■ **Document segment**
* start *

The rapidly growing needs of energy can only be fulfilled if the current sources of energy could be replaced with such sources, which are safe, pollution free, abundantly available, cheap, and recyclable. Hydrogen has great potential to be a carrier of energy for future and is a perfect alternative for fossil fuels. Especially for transportation applications, hydrogen is thought to be a clean carrier of energy in fuel cell vehicles. It has the highest energy density of 120 MJ kg-1, among all the known fuels. However, even after extensive research of many years, storage of hydrogen is still a hurdle towards the transition to a hydrogen economy. The main problem of using hydrogen as a fuel is its gaseous nature. Therefore, it is crucial and need of the hour to find a practical system to store hydrogen safely with high gravimetric and volumetric density at ambient conditions 1. A target of 5.5 wt. % has been set by the U.S. Department of Energy (DOE) for on-board storage of H2 to be met by 2017 2. During the past decade, tremendous research has been carried out on solid-state materials for several applications including hydrogen storage for fuel cell powered vehicles despite having problems with kinetics and reversibility 3, 4. Functionalized carbon nanostructures are considered promising in the context of hydrogen storage. Carbon nanostructures in their pristine form are chemically very inert for their applications in most of the technological fields like hydrogen storage. In order to increase their reactivity many techniques can be adopted. The common technique for functionalizing carbon nanostructures is doping of foreign atoms on the surface or in the interior of the nanostructures. Transition metals (TM) are one of the most studied dopants on carbon nanostructures in the recent past and they have been explored particularly in the pursuit of suitable hydrogen storage media 5, 6.

* end *

■ **Material provided**
* start *

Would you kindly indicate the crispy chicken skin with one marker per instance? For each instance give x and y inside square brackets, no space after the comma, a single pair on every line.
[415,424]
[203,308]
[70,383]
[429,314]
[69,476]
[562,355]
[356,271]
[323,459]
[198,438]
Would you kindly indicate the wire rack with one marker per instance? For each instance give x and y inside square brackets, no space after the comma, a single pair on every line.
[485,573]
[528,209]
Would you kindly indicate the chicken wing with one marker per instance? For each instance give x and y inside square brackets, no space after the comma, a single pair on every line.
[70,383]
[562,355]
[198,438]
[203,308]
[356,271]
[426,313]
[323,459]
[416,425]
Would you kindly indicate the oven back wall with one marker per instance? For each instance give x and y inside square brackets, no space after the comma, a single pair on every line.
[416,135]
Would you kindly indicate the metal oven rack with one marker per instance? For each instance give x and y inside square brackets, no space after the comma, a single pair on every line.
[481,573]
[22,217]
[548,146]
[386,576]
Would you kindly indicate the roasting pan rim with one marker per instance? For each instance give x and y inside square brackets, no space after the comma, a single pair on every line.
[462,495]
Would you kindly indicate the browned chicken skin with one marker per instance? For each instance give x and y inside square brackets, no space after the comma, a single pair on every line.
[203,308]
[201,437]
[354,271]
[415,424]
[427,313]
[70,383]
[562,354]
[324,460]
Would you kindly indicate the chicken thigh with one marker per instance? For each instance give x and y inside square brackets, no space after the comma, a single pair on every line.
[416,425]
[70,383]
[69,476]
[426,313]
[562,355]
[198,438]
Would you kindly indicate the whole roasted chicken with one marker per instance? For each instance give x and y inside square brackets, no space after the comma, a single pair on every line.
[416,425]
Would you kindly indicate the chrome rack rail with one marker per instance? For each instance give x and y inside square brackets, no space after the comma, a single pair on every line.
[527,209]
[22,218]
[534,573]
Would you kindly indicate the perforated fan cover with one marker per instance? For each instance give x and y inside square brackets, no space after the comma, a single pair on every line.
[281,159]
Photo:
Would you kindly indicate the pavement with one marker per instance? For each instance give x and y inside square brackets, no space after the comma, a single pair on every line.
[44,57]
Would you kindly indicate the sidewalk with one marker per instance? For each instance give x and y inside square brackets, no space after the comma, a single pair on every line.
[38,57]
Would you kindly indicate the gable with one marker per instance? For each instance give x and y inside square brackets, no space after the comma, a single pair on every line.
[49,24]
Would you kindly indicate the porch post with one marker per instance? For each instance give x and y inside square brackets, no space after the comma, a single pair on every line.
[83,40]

* end *

■ **Direction 1**
In the passage on hydrogen storage, what on-board hydrogen storage target did the U.S. Department of Energy set, and by what year was it to be met?
■ **Direction 2**
Using the passage on hydrogen storage, explain why foreign atoms are doped onto carbon nanostructures.

■ **Exercise response 1**
5.5 wt. %, to be met by 2017.

■ **Exercise response 2**
In their pristine form, carbon nanostructures are chemically very inert for uses such as hydrogen storage. Doping foreign atoms on their surface or in their interior is a common way to functionalize them and increase their reactivity.